▶ Activity: All of the records must be repeated exactly as they read.

===== Source data =====

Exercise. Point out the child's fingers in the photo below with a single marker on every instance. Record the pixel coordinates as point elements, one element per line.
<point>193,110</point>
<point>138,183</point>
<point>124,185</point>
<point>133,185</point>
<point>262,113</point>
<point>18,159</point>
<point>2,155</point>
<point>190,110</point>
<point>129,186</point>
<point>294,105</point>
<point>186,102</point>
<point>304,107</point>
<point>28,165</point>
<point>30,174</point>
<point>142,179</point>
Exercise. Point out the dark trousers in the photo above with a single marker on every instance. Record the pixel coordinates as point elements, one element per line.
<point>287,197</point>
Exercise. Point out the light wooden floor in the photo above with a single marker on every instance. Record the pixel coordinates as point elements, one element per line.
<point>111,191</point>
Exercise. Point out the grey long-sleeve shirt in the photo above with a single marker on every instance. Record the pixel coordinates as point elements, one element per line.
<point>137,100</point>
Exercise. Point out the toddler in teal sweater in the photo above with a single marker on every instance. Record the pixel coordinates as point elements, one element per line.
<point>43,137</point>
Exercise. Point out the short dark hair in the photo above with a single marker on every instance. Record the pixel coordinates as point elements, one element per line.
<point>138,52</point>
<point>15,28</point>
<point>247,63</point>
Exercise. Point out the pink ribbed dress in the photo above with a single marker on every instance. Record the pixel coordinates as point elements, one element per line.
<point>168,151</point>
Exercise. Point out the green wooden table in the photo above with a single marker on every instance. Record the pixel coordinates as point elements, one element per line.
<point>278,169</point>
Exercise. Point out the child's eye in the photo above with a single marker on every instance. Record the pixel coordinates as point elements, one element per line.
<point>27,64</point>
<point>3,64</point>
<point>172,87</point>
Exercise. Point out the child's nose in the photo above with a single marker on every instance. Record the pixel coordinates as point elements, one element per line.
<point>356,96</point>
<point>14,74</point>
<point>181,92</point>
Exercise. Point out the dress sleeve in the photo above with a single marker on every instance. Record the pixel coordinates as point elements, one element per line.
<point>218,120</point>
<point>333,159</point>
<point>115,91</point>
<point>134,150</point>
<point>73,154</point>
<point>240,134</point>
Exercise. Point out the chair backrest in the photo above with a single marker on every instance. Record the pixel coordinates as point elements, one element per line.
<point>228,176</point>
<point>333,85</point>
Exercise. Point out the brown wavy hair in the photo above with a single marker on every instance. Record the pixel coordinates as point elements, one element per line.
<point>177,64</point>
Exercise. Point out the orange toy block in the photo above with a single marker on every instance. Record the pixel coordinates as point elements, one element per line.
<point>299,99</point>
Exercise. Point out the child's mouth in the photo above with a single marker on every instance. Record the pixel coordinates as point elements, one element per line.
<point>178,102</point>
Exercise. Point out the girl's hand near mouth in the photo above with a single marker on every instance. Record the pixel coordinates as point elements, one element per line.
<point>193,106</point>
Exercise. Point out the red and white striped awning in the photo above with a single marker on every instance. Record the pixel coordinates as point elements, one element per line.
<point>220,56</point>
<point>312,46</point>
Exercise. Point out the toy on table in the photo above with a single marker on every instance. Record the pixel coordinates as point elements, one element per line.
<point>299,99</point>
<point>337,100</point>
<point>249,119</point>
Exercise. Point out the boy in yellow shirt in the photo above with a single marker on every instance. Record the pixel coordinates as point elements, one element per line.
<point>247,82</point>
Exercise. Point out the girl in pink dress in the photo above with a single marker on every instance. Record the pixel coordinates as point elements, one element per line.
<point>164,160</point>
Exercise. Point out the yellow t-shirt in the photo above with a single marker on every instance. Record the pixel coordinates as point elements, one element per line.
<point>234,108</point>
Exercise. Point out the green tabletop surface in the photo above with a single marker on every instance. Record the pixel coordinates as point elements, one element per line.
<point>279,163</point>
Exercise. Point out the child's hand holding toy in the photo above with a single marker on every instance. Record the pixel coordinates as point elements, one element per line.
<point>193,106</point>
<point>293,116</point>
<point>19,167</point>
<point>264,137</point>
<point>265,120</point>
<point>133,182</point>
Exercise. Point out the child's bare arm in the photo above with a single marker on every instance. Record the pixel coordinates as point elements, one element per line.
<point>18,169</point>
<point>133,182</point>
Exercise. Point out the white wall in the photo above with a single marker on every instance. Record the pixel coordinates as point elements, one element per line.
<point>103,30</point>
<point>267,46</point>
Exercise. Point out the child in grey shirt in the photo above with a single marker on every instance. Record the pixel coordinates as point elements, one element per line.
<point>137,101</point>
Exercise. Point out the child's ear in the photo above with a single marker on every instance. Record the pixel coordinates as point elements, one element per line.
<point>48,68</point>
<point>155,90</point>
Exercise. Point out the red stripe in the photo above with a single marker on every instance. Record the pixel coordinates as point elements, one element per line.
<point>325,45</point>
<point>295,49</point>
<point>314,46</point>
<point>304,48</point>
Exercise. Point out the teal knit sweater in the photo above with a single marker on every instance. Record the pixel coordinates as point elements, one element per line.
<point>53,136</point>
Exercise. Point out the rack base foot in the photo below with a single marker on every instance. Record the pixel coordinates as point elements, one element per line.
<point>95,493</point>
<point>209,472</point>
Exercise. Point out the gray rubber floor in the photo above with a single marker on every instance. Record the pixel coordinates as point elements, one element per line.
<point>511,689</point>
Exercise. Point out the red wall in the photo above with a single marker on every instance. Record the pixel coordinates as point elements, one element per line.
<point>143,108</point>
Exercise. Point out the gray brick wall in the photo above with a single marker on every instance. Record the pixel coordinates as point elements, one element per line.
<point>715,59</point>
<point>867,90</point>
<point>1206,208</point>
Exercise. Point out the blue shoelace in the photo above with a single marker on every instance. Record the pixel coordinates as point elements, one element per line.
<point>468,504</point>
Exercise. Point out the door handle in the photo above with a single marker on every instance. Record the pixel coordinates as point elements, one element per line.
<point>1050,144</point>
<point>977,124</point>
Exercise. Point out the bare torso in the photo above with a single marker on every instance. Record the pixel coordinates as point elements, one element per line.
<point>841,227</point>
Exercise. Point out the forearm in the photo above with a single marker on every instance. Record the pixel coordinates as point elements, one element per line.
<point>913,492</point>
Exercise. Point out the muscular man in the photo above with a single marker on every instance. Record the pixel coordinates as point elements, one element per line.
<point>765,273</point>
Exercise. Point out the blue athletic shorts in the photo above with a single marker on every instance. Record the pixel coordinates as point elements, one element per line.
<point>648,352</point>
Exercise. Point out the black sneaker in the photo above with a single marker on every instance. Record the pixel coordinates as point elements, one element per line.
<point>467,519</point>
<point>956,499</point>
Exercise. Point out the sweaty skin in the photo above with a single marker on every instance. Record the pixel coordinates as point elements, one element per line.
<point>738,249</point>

=====

▶ Finished exercise:
Exercise. Point out the child's fingers in the photo below with a single marker on every instance. Record the pixel coordinates as point elements, one element per line.
<point>193,110</point>
<point>138,183</point>
<point>124,185</point>
<point>133,185</point>
<point>262,113</point>
<point>18,159</point>
<point>2,155</point>
<point>190,110</point>
<point>129,186</point>
<point>294,105</point>
<point>186,102</point>
<point>304,107</point>
<point>28,165</point>
<point>30,174</point>
<point>142,179</point>
Exercise. Point out the dark trousers in the photo above with a single marker on every instance. Record the pixel coordinates as point elements, one element per line.
<point>287,197</point>
Exercise. Point out the light wooden floor in the photo above with a single marker on every instance. Record the pixel coordinates as point elements, one element per line.
<point>111,191</point>
Exercise. Point out the grey long-sleeve shirt in the photo above with a single marker on every instance. Record the pixel coordinates as point elements, one element per line.
<point>137,100</point>
Exercise. Point out the toddler in teal sweater in the photo above with a single marker on every instance. Record the pixel coordinates as point elements, one element per line.
<point>43,137</point>
Exercise. Point out the short dark hair in the photo above with a single marker on every instance. Record the pixel coordinates as point elements, one element per line.
<point>138,52</point>
<point>15,28</point>
<point>247,63</point>
Exercise. Point out the pink ribbed dress in the photo above with a single marker on every instance. Record the pixel coordinates as point elements, one element per line.
<point>168,151</point>
Exercise. Point out the green wooden table in the photo above with a single marker on every instance. Record the pixel coordinates as point elements, one element per line.
<point>278,169</point>
Exercise. Point out the child's eye in the photo above with a single marker on every instance. Record the pixel coordinates as point elements, one element per line.
<point>27,64</point>
<point>3,64</point>
<point>172,87</point>
Exercise. Point out the child's nose in the photo above with a single marker on every instance. Record the pixel coordinates as point elements, one element per line.
<point>356,96</point>
<point>14,74</point>
<point>181,92</point>
Exercise. Point out the dress sleeve in the photo above with a single marker on every instance. Record the pixel coordinates as point elements, one element per line.
<point>218,120</point>
<point>333,159</point>
<point>115,91</point>
<point>134,150</point>
<point>73,154</point>
<point>240,134</point>
Exercise. Point out the chair backrest in the photo above with a single marker on every instance. Record the pixel coordinates as point elements, one element per line.
<point>228,176</point>
<point>333,85</point>
Exercise. Point out the brown wavy hair in the photo above with a single marker on every instance. Record the pixel coordinates as point elements, one element per line.
<point>177,64</point>
Exercise. Point out the orange toy block in the photo above with a single marker on every instance. Record the pixel coordinates as point elements, one element per line.
<point>299,99</point>
Exercise. Point out the child's mouth in the photo above with a single marker on every instance. Record the pixel coordinates as point elements, one element per line.
<point>178,102</point>
Exercise. Point out the girl's hand near mouth in the photo above with a single marker on every instance. Record the pixel coordinates as point elements, one element per line.
<point>193,106</point>
Exercise. Point out the red and white striped awning in the photo above with a single marker on every instance. Record the pixel coordinates as point elements, one element per line.
<point>220,56</point>
<point>312,46</point>
Exercise. Point out the toy on table in the photo above with a single marker on every instance. Record the pixel coordinates as point elements, one element per line.
<point>299,99</point>
<point>337,100</point>
<point>249,119</point>
Exercise. Point out the boy in yellow shirt in the photo above with a single marker on every instance. Record the pixel coordinates as point elements, one element per line.
<point>247,82</point>
Exercise. Point out the girl in pink dress in the photo above with a single marker on every instance. Record the pixel coordinates as point elements, one element per line.
<point>164,160</point>
Exercise. Point out the yellow t-shirt in the photo above with a single marker on every instance. Record the pixel coordinates as point elements, one element per line.
<point>234,108</point>
Exercise. Point out the green tabletop surface in the photo above with a single marker on every instance. Record the pixel coordinates as point elements, one element per line.
<point>279,163</point>
Exercise. Point out the child's hand holding toy in the photo above with a single marker on every instance. Record the pixel coordinates as point elements, one element per line.
<point>193,106</point>
<point>293,116</point>
<point>19,167</point>
<point>264,137</point>
<point>265,120</point>
<point>133,182</point>
Exercise. Point out the child's bare arm in the photo above with a single marker on every instance. Record the pixel coordinates as point elements, one element per line.
<point>18,169</point>
<point>133,182</point>
Exercise. Point out the white wall in the photo above with a single marker on every instance. Record the pixel coordinates as point elements, one element per line.
<point>103,30</point>
<point>267,46</point>
Exercise. Point out the child in grey shirt in the photo above with a single marker on every instance. Record the pixel coordinates as point elements, one element per line.
<point>137,101</point>
Exercise. Point out the child's ear in the photo above with a single marker on every instance. Record the pixel coordinates as point elements, one element per line.
<point>48,68</point>
<point>155,90</point>
Exercise. Point out the red stripe in the photo above with a single marker on every instance. Record the pixel coordinates as point elements, one element per line.
<point>325,45</point>
<point>295,49</point>
<point>314,46</point>
<point>304,48</point>
Exercise. Point out the teal knit sweater in the photo above with a single marker on every instance. Record the pixel coordinates as point elements, one element per line.
<point>53,136</point>
Exercise. Point out the rack base foot in the photo below with a single marker on every instance. Record the pixel coordinates as point elements, one element per line.
<point>95,493</point>
<point>209,472</point>
Exercise. Point out the gray rubber floor in the photo above with a single marker on every instance. Record the pixel coordinates as point elements, one element per line.
<point>511,689</point>
Exercise. Point out the red wall in the photo above with a single marker on every instance. Record the pixel coordinates as point elements, one element per line.
<point>143,108</point>
Exercise. Point out the gray brick wall in the photo above with a single marker on every instance. Record the pixel coordinates as point elements, one element per line.
<point>715,59</point>
<point>867,90</point>
<point>1206,208</point>
Exercise. Point out the blue shoelace in the photo above with a single marker on every instance. Record the pixel coordinates as point elements, one element per line.
<point>468,504</point>
Exercise. Point out the door handle in the photo above with a single marker on every instance. Record the pixel coordinates as point elements, one element per line.
<point>1050,144</point>
<point>977,124</point>
Exercise. Point out the bare torso in the photo above with a single marker on every instance. Record the pixel coordinates as point elements, one element per line.
<point>841,227</point>
Exercise. Point out the forearm in the photo above with a single marker on every instance. Record the pixel coordinates as point elements, one element per line.
<point>913,492</point>
Exercise. Point out the muscular man in the photo above with a single marker on every instance. Record the pixel coordinates as point elements, one element per line.
<point>765,273</point>
Exercise. Point out the blue athletic shorts in the photo above with a single marker on every instance. Record the pixel coordinates as point elements, one element per line.
<point>648,352</point>
Exercise. Point out the black sneaker in the photo above with a single marker on every instance. Record the pixel coordinates as point elements, one element per line.
<point>467,519</point>
<point>956,499</point>
Exercise. Point out the sweaty skin in the photo above with a single marker on every instance. Record the pixel coordinates as point elements, one element per line.
<point>738,249</point>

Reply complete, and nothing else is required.